● Your task: Reproduce the passage of the homeschooling-with-a-toddler discussion that lies between "How would he" and "he's not around!", inclusive.

● Excerpt:
_ _ _ _ _ _ _

Is it warm where you are? We spent a lot of time last summer doing school just inside the open patio door with my toddler playing in the small fenced yard and sandbox. I would sit on a loveseat right next to the open door so he was in sight/hearing all the time.

 

How would he do on your back in a carrier?

 

I can work during his nap time and I need to do more of that. I think I need to prioritize one or two things to do with each kid during this time. It is SO much easier to do anything when he's not around!

 

It is warm, but we have a very large unfenced yard, so I can't leave him alone. I could send one kid out with him though and sit on the deck with the others - trying this the first nice day we get!

 

No advice, but I remember that when our youngest was that age it was really hard to get any school work done with my older two. It is super frustrating. I had to accept the fact that the year was not going to be the most stellar and to not fight it. Toddlers almost always win. All you can do is try everyday to make it work. In homeschooling, some days are better than others and some years are better than others.

_ _ _ _ _ _ _

● Dataset entries:
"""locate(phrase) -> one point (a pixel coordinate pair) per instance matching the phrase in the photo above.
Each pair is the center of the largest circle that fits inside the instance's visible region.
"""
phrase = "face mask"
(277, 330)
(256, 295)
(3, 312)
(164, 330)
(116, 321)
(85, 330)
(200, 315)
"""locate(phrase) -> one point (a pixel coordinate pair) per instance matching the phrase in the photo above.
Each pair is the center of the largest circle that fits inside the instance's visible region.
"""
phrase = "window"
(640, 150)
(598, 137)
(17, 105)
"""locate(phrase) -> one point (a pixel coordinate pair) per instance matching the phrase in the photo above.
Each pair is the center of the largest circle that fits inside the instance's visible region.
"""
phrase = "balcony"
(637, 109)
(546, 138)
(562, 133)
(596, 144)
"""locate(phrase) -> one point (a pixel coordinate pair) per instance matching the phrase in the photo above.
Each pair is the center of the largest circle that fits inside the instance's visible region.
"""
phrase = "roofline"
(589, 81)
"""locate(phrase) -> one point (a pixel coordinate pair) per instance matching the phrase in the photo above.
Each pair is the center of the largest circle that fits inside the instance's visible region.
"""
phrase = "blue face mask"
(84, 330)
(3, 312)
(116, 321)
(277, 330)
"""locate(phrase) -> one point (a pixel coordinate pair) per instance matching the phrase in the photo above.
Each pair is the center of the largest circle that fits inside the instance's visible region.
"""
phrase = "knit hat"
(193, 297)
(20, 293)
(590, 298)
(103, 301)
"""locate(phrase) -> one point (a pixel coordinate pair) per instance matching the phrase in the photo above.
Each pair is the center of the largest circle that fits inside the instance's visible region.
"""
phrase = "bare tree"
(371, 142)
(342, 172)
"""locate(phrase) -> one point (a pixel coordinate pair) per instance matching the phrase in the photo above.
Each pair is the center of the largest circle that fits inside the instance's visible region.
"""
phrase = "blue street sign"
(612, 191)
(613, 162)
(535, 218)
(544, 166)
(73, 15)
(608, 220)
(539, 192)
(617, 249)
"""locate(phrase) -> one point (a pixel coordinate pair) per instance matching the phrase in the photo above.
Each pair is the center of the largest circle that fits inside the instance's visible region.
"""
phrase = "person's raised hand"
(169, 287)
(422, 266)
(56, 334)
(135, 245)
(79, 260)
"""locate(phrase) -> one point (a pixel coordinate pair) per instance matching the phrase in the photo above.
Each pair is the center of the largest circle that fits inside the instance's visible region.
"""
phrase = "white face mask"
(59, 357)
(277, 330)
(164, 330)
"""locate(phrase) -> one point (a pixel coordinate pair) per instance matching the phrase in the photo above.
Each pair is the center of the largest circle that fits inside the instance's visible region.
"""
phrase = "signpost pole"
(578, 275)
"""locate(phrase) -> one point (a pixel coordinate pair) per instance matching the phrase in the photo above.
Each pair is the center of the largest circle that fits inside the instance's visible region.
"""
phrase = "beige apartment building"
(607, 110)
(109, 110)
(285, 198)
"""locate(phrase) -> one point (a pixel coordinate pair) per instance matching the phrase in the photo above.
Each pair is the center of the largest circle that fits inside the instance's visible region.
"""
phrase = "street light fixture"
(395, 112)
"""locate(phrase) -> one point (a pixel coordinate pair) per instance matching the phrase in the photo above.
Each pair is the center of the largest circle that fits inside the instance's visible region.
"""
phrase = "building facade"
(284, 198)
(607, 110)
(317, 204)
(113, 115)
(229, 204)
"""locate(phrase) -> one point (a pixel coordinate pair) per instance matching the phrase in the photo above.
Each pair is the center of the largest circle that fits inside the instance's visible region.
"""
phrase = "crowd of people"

_ _ _ _ _ _ _

● Result:
How would he do on your back in a carrier?

 

I can work during his nap time and I need to do more of that. I think I need to prioritize one or two things to do with each kid during this time. It is SO much easier to do anything when he's not around!